In full and without deviation, write out the entries that follow.

===== Data entries

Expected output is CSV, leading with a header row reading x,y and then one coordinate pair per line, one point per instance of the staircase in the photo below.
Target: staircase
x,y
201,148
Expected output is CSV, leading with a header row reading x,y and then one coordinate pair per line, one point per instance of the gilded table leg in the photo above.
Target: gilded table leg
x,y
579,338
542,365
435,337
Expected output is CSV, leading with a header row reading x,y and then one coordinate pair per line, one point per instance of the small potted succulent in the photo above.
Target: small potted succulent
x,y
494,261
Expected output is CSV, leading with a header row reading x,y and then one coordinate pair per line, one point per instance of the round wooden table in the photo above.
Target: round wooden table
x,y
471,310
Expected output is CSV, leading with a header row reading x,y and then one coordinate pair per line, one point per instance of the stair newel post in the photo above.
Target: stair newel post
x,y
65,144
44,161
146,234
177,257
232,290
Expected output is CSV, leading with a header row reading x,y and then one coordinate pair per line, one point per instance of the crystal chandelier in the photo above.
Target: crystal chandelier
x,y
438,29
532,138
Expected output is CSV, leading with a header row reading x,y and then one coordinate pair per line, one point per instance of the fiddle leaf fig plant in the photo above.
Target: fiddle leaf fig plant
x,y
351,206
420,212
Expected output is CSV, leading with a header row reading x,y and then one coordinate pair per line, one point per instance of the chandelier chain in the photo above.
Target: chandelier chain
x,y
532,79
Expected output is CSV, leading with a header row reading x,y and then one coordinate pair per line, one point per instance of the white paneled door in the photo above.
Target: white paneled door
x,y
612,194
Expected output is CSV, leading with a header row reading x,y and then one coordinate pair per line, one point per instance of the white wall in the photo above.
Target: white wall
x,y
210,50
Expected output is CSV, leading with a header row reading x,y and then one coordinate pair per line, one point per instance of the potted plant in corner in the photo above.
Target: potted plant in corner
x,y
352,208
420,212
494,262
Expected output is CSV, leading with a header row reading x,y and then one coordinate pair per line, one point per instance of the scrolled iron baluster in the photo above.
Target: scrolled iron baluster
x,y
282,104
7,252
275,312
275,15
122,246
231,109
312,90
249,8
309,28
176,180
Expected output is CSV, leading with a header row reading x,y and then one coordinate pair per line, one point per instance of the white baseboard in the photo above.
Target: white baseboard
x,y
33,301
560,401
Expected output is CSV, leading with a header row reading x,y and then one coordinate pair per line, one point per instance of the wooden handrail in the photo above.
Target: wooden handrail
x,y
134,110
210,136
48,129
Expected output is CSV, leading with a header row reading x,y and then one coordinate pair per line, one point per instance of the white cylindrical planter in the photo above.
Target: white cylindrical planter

==========

Final result:
Expected output is CSV, leading with a header row reading x,y and then one coordinate pair per line, one point per instance of the staircase in the photo below.
Target: staircase
x,y
201,148
Expected output is CSV, leading with a header row reading x,y and then one coordinate pair per line, one point per instance of the gilded table leg in the photo above.
Target: gilded table leg
x,y
579,338
542,365
435,337
Expected output is CSV, leading with a header row reading x,y and then one coordinate pair per line, one point per instance of the small potted succulent in the photo above.
Target: small potted succulent
x,y
494,261
Expected output is CSV, leading with a header row reading x,y and then one coordinate pair per line, one point per instance of the round wooden table in the photo above.
Target: round wooden table
x,y
471,310
Expected output is CSV, leading with a header row reading x,y and then one coordinate pair per line, one point per instance of the stair newel post in the photo above.
Target: stair newel post
x,y
65,144
44,161
146,234
177,257
232,290
Expected output is CSV, leading with a header row reading x,y and then one coordinate pair per line, one point per instance of the crystal chandelier in the photo above.
Target: crystal chandelier
x,y
438,29
532,138
Expected output is CSV, leading with a header row reading x,y and then one coordinate pair per line, one point per instance of the fiddle leaf fig plant in the photo above.
Target: fiddle leaf fig plant
x,y
351,206
420,212
Expected output is CSV, leading with a header row reading x,y and then one coordinate pair per line, one point per instance of the chandelier chain in the photo above.
Target: chandelier chain
x,y
532,79
Expected output is CSV, leading with a header row reading x,y and then one coordinate pair per line, one point per instance of the white paneled door in the photo above.
Target: white paneled door
x,y
612,194
Expected output is CSV, leading with a header row reading x,y and then one coordinate pair per line, one point per instance of the white wall in the photo above.
Target: white wall
x,y
210,50
Expected output is CSV, leading with a header row reading x,y and then one coordinate pair per line, one point per instance of the potted plant in corner in the photo above.
Target: potted plant in corner
x,y
352,208
420,212
494,262
Expected output is CSV, leading with a header row reading x,y and then one coordinate pair per line, one point per instance of the scrolled iron baluster in the photo above.
Target: scrolled iron baluster
x,y
282,104
7,252
275,312
275,15
122,246
231,109
312,90
249,8
309,28
176,180
Expected output is CSV, leading with a header row reading x,y and then one coordinate pair per line, one point per instance of the white baseboard in the photo above.
Target: white baseboard
x,y
33,301
560,401
Expected output is CSV, leading with a header row reading x,y and then one coordinate pair per line, one point per instance of the wooden handrail in the photo above.
Target: wooden handrail
x,y
134,110
210,136
48,129
Expected output is CSV, leading with a header row reading x,y and then one coordinate pair per line, one point per instance of the white cylindrical planter in the photo above.
Target: white cylindrical planter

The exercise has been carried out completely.